Coś wam powiem (jest juz późno i pozwolę sobie na szczerość)... Jedna rzecz była zupełnie inna w (Cieszynie) - mieście prowincjonalnym, od Wrocawia - o ambicjach metropolii... Życie na ekranie filmowym były w Cieszynie kilka razy intensywniejsze od życia poza salą kinową. A we Wrocławiu nie ma tego efektu - wychodzę na ulicę w zgiełk... życie ruchliwego miasta, które wciąga wszystko na swojej drodze niczym trąba powietrzna... Gdzieś tam na peryferiach podglądaliśmy odległy świat z dystansem stoika, teraz w dużym mieście - z dystansem pragmatyka.

tangerine
 
Posty: 1725
Na forum od:
13 lip 07, 5:38

Post 20 sty 09, 23:51

aszeffel - pozwolę się zwrócić do Ciebie osobiście; sporo masz racji... jestem w Warszawie od ponad roku, mieszkałem w kilku dzielnicach, a nawet spoza Warszawy dojeżdżałem i wiedz mi - wielokrotnie (setki razy) ubolewałem nad tym, że nie mieszkam w budynku w którym pracuję... świetne rozwiązanie... teraz kiedy pracuję przeważnie od 8 do 19 i 20, nawet nie chce mi się jechać do domu - bo i po co... jaki to ma sens... mógłbym te słowa pisać z firmowego komputera... dzielnice mieszkalne sens mają, ale tylko jeśli praca jest do 6 godzin dziennie... taką teorię uknułem...

* * * * * * * * *

Podejmij wątek fragmentu o życiu w małym i dużym mieście i dopisz jego ciąg dalszy, zaczynając od miejsca po ostatnim zdaniu.

* * * * * * * * *

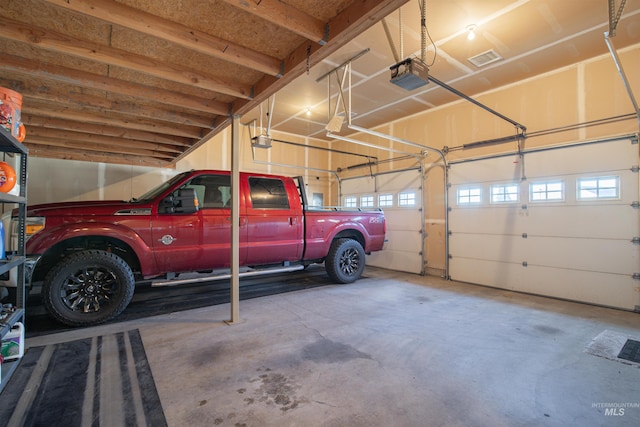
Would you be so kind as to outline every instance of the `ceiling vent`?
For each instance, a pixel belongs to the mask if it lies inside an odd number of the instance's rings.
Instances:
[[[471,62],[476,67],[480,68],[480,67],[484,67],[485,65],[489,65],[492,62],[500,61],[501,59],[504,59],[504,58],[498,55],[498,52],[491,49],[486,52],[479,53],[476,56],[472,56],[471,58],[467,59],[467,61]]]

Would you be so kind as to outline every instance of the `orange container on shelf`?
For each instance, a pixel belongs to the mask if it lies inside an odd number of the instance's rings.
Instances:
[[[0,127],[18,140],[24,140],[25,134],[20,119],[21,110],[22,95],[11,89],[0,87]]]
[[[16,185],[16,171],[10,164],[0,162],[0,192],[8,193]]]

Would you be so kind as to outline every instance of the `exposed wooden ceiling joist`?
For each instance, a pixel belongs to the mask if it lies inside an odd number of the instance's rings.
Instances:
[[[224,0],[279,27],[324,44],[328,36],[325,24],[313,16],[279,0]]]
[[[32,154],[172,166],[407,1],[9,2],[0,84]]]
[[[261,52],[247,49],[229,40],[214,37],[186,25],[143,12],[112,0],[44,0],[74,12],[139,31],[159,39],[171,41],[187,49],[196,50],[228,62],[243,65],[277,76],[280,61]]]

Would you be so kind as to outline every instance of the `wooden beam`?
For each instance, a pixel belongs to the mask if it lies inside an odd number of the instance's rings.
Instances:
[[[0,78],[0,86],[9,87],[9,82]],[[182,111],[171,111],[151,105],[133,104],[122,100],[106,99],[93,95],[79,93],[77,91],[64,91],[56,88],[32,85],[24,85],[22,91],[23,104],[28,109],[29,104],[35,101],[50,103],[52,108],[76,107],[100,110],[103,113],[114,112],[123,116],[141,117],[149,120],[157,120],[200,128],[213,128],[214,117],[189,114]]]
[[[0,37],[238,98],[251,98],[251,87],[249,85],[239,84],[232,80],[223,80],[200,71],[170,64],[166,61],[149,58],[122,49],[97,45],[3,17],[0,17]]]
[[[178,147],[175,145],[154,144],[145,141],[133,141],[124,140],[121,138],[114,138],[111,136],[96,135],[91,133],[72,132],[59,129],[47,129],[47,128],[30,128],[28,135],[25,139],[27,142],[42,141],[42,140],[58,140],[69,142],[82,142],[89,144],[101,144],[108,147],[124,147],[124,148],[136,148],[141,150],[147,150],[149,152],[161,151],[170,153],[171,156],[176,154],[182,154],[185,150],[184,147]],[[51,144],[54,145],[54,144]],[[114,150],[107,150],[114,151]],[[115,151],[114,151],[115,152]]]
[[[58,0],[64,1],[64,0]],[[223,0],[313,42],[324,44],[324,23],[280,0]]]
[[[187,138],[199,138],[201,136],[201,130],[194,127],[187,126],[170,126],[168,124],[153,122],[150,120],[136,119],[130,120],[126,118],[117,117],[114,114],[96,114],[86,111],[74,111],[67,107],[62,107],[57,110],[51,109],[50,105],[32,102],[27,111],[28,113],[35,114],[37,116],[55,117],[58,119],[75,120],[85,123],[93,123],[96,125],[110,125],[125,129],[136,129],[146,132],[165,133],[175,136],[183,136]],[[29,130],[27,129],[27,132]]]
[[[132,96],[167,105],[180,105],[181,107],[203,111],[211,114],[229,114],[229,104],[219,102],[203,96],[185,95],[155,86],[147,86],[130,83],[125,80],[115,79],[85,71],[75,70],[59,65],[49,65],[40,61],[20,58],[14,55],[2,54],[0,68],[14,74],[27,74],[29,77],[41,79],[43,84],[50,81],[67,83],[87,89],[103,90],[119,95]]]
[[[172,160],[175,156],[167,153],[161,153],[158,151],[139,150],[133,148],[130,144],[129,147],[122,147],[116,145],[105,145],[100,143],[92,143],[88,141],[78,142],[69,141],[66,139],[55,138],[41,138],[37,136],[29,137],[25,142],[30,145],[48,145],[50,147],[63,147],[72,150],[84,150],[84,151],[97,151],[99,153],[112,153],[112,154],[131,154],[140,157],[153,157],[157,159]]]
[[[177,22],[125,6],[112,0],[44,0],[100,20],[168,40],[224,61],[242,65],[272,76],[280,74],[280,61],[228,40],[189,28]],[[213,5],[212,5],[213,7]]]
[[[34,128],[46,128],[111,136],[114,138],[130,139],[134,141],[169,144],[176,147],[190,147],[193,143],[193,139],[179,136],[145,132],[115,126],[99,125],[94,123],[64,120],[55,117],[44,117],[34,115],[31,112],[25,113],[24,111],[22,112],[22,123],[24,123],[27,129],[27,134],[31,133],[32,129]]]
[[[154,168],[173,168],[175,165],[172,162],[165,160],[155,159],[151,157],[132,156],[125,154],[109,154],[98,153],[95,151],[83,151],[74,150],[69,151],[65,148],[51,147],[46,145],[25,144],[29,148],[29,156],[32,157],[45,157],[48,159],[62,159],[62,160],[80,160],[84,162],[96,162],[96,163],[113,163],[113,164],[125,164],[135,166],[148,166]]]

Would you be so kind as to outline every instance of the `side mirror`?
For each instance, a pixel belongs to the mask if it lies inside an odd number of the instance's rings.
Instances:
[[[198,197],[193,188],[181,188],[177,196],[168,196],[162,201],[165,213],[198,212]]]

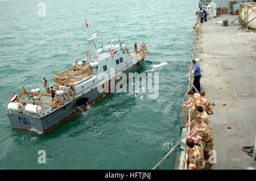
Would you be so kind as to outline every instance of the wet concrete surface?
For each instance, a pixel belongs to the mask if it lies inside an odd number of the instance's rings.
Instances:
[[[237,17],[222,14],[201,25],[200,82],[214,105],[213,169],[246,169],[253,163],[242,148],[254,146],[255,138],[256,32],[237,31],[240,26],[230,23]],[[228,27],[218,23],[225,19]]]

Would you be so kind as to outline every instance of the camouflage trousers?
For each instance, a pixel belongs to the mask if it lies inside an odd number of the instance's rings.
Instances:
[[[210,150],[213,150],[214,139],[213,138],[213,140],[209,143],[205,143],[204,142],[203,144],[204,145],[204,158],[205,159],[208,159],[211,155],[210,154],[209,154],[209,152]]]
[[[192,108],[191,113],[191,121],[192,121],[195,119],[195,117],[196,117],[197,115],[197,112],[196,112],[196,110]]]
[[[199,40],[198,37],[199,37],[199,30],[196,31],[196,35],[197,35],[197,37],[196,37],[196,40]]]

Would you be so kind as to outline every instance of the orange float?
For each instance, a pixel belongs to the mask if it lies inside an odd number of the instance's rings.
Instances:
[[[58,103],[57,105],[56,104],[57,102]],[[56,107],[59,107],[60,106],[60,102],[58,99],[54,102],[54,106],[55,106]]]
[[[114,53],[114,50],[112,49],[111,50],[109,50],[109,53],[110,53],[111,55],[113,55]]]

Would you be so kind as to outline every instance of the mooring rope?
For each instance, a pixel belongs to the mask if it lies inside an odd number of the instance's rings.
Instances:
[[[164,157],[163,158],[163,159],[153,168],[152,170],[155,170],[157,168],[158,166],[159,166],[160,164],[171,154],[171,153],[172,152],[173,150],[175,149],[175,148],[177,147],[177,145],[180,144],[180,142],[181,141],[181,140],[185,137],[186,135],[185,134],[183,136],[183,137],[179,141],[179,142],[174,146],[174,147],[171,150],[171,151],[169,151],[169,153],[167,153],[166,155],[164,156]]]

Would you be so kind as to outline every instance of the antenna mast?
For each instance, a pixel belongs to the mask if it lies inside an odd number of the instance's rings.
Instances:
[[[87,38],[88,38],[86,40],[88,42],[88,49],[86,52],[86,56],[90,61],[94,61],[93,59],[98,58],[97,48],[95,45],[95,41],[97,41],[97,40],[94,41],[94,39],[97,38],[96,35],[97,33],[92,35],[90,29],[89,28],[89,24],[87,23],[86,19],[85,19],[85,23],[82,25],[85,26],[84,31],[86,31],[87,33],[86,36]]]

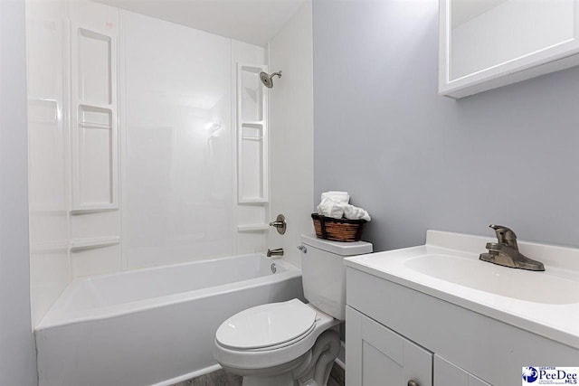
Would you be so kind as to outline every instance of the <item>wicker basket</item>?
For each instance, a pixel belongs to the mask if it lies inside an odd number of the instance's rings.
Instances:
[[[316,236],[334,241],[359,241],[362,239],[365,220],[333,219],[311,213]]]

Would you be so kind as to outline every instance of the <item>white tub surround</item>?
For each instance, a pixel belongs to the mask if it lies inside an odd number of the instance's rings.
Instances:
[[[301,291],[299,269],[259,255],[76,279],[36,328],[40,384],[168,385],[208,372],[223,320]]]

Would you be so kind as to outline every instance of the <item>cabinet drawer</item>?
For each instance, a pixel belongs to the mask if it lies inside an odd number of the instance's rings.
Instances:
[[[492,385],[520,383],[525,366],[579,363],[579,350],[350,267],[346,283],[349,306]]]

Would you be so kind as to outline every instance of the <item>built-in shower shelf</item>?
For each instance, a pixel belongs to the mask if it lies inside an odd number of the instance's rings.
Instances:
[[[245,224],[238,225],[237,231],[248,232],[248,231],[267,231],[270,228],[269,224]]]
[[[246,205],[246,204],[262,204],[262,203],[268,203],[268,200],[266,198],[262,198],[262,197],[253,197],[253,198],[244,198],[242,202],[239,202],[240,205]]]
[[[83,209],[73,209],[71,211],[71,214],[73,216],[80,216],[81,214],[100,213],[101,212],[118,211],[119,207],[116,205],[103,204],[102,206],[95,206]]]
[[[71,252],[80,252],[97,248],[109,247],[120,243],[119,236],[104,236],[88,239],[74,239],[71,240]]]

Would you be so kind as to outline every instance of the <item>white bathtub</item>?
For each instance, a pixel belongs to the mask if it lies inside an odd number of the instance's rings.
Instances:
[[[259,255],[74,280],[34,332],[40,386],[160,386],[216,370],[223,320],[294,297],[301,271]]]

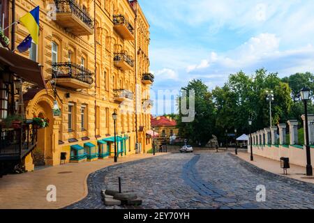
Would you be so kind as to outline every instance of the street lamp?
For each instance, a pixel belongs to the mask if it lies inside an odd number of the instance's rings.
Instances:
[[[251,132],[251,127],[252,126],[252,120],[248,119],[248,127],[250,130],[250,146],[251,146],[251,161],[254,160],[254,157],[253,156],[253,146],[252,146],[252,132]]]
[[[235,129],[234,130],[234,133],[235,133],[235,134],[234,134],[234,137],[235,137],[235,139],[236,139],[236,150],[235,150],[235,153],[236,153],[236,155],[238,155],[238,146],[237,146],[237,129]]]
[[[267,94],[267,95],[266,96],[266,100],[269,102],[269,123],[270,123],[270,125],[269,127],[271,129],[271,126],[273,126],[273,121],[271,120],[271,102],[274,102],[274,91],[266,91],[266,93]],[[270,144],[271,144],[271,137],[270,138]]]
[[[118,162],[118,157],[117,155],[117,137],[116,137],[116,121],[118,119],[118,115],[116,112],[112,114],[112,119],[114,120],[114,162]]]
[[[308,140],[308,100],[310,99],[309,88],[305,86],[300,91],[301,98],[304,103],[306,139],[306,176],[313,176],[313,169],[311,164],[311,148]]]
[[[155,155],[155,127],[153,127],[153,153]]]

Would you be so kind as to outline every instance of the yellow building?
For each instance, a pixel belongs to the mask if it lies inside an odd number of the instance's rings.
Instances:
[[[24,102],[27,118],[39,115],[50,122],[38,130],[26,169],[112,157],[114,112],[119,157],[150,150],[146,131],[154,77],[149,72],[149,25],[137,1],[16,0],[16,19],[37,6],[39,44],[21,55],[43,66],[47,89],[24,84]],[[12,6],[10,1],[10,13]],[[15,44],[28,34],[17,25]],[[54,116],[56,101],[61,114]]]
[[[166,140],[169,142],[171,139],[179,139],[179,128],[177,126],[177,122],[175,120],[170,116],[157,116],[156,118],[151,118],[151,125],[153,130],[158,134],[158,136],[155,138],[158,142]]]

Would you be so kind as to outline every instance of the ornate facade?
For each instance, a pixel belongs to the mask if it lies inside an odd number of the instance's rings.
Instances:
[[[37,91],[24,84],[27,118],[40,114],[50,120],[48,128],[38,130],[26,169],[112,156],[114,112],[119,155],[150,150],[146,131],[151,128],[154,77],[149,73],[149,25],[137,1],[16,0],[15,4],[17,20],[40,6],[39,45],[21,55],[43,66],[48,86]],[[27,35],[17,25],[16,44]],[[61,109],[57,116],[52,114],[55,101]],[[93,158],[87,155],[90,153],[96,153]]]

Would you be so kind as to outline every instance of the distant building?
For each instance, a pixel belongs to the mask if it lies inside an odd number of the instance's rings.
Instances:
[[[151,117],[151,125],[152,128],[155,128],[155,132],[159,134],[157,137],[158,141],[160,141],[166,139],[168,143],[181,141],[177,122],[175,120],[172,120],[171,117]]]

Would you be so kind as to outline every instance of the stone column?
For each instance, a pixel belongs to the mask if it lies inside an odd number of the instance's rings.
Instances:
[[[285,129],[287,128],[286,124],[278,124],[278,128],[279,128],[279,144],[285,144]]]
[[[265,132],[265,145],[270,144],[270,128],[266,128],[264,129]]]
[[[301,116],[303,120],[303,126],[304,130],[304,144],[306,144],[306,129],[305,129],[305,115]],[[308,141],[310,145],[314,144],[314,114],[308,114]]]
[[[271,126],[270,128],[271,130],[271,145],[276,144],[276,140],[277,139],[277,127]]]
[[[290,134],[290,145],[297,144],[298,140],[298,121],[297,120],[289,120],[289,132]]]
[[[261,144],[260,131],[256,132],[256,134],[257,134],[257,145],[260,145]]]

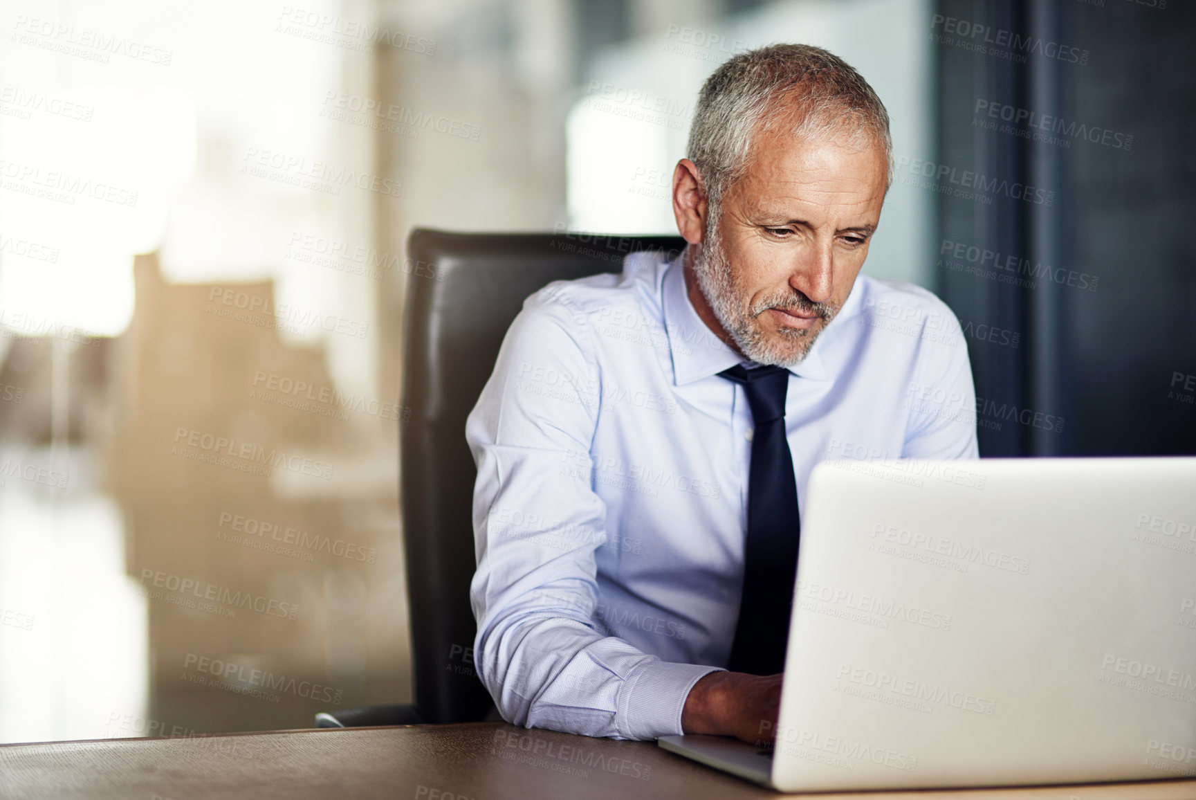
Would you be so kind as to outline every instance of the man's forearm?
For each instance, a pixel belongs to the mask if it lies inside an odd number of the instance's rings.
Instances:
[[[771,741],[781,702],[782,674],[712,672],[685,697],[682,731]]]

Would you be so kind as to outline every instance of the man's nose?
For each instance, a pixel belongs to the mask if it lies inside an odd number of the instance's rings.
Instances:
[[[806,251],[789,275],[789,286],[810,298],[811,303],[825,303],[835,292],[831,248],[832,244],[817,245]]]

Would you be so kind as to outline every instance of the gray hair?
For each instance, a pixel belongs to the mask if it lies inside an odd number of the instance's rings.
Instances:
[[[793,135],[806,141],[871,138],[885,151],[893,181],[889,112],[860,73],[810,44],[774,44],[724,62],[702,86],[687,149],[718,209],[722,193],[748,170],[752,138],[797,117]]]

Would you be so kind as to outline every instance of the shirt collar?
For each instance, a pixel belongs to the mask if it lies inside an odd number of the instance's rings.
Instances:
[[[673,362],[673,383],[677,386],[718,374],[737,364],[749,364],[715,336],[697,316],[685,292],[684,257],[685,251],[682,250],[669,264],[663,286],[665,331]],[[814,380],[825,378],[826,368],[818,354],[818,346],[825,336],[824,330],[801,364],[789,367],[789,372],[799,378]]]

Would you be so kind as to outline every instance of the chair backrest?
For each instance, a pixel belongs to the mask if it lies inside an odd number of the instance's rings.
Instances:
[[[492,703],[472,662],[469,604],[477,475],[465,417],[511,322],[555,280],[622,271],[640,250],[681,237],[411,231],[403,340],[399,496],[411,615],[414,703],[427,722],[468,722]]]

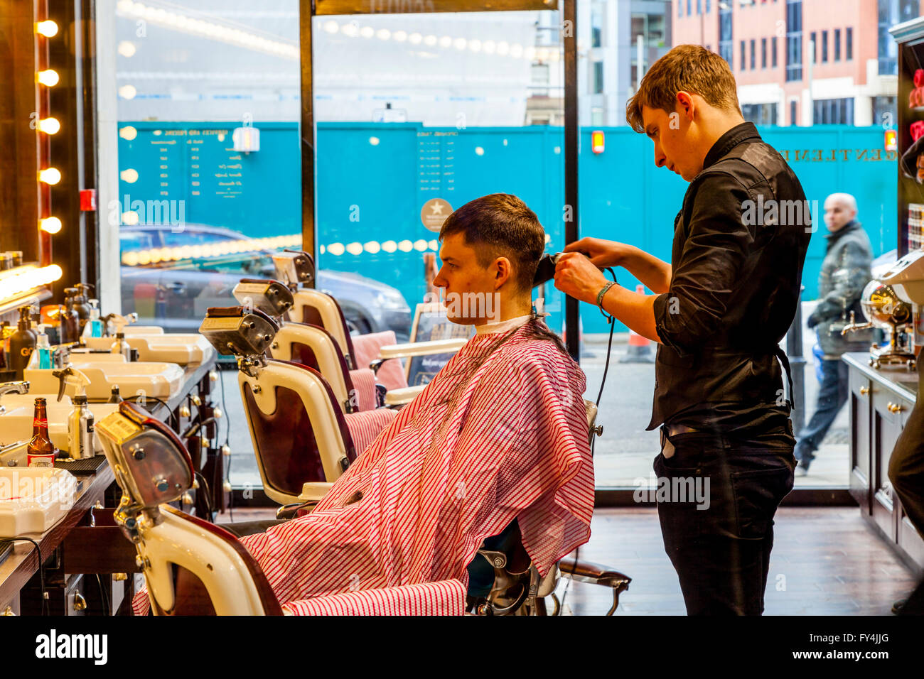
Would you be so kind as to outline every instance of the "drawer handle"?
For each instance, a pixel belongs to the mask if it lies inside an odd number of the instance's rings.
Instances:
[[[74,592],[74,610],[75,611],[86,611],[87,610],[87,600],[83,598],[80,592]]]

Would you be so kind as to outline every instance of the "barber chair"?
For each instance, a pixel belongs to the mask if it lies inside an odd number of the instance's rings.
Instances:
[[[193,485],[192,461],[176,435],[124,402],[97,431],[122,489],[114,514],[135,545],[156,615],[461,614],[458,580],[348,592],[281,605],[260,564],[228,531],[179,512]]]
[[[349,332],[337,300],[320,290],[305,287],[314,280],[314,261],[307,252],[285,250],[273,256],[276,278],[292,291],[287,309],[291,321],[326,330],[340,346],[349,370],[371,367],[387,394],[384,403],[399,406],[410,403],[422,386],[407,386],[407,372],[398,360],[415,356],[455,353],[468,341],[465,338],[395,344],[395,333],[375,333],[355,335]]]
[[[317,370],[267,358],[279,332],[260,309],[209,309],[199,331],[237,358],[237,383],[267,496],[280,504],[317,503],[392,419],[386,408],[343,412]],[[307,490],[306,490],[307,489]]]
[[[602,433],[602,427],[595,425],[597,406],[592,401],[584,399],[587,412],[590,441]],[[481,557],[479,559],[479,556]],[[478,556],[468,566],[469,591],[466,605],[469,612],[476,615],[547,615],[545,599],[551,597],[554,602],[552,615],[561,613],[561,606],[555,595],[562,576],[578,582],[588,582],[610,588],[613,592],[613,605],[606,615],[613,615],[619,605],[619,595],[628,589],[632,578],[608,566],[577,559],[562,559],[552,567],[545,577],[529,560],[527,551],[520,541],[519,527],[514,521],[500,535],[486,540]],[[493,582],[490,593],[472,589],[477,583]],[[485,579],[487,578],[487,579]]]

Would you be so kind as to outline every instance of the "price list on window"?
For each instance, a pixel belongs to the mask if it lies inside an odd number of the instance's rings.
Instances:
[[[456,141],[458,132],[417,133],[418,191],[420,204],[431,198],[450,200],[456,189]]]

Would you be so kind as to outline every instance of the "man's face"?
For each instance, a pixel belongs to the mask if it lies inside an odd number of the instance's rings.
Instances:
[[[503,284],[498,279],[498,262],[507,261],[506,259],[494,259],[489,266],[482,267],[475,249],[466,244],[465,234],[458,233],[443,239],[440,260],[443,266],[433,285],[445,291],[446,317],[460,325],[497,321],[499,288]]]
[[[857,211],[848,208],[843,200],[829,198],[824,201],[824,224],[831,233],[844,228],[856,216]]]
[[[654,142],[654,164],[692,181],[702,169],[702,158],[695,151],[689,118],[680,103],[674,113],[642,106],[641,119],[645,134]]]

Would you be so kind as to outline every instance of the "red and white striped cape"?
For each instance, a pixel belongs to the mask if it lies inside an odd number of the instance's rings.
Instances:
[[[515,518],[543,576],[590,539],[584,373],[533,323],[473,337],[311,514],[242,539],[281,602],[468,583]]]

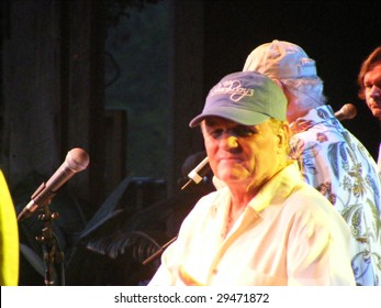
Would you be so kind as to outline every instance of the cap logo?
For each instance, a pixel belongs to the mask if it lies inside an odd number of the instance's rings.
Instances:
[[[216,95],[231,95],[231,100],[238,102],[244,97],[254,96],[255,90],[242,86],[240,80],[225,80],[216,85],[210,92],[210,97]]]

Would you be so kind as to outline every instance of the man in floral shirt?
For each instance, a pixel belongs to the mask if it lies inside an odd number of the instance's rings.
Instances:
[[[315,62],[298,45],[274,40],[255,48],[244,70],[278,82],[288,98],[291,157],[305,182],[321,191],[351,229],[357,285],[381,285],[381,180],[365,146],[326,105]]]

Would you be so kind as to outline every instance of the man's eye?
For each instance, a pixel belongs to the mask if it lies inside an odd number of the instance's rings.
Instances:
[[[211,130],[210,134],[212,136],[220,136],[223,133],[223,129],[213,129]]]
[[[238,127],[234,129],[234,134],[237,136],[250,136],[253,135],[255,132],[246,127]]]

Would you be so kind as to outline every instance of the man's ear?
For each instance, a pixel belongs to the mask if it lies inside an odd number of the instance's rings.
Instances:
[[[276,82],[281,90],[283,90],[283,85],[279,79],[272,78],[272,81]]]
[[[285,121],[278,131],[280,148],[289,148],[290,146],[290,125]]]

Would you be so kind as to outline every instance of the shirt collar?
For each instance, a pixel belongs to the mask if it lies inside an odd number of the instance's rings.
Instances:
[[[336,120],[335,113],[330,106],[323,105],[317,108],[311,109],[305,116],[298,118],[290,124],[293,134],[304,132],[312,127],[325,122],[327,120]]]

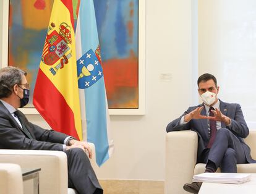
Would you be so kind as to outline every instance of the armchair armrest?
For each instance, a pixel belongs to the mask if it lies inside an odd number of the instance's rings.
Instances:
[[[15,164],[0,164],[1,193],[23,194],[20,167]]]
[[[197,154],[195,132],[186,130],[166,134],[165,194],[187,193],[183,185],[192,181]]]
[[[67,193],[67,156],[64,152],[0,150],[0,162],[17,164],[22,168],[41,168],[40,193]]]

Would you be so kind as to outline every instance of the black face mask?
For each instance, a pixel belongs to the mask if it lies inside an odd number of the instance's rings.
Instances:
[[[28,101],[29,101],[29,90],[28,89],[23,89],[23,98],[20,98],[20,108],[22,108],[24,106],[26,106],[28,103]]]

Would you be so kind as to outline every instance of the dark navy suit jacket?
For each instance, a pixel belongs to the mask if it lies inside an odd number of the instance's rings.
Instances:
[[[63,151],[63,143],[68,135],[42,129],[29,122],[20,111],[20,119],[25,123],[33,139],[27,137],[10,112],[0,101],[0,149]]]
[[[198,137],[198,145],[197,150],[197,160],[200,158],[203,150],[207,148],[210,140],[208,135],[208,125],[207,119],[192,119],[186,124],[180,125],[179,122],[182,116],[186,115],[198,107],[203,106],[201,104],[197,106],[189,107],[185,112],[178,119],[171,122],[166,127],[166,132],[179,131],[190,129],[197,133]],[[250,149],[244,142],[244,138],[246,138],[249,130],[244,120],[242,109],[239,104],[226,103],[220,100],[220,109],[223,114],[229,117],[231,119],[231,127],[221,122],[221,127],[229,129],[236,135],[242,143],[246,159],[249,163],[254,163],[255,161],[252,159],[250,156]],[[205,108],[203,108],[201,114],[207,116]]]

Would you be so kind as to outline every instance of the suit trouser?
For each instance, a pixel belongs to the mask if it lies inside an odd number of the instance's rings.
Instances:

* * * * * * * * *

== WYNIK ZADANIA ==
Avatar użytkownika
cze67
 
Posty: 836
Na forum od:
14 cze 06, 10:34

Post 21 sty 09, 10:06

tangerine: masz rację, też boleśnie odczuwam to, że we Wrocku nie ma za bardzo możliwości wyciszenia, przemyślenia, ułożenia sobie w głowie właśnie obejrzanego seansu. Bo samochody, bo tramwaje, bo trzeba uważać, żeby cię coś nie przejechało...

Avatar użytkownika
aszeffel
NH-Kreator
 
Posty: 2592
Na forum od:
23 mar 06, 11:51

Post 21 sty 09, 10:56

Mówicie o jakiejś idealnej sytuacji, uporządkowanej, zaprojektowanej. Tu emocje, tu wyciszenie, tu refleksja, a tu dyskusja. Oczywiście można ją zaprojektować do końca, ale czy tego właśnie chcielibyśmy? Nie wiem. Z tym Japończykiem to było tak: japońska przestrzeń jest inna. Jest podzielona na wiele małych przestrzeni, które spełniają wiele różnych funkcji, ale jest jednocześnie bardzo elastyczna, bardzo zmienna, uzależniona od lokalnych warunków i potrzeb, które się nieustannie zmieniają.

W Tokio wykorzystuje się każdy jej kawałek, często w zabawny sposób, powstają tzw. pety (pet architecture) – skundlone kawałki architektury, jakieś tymczasowe budki, kioski, mieszkanka dla jednej osoby, restauracje, które znikają po kilku tygodniach. Podobnie w tradycyjnym japońskim domu, którego wnętrze wyposażone w ruchome ściany tak naprawdę jest w ciągłym ruchu. Japończycy wydają się bardzo uporządkowani, każda rzecz japońska posiada ramę. To widać też w kinie. Choć nie znam kina japońskiego zbyt dobrze, zawsze w tym kontekście przychodzi mi na myśl „Hana-bi” Takeshiego Kitano, albo „Tony Takitani” Juna Ichikawy.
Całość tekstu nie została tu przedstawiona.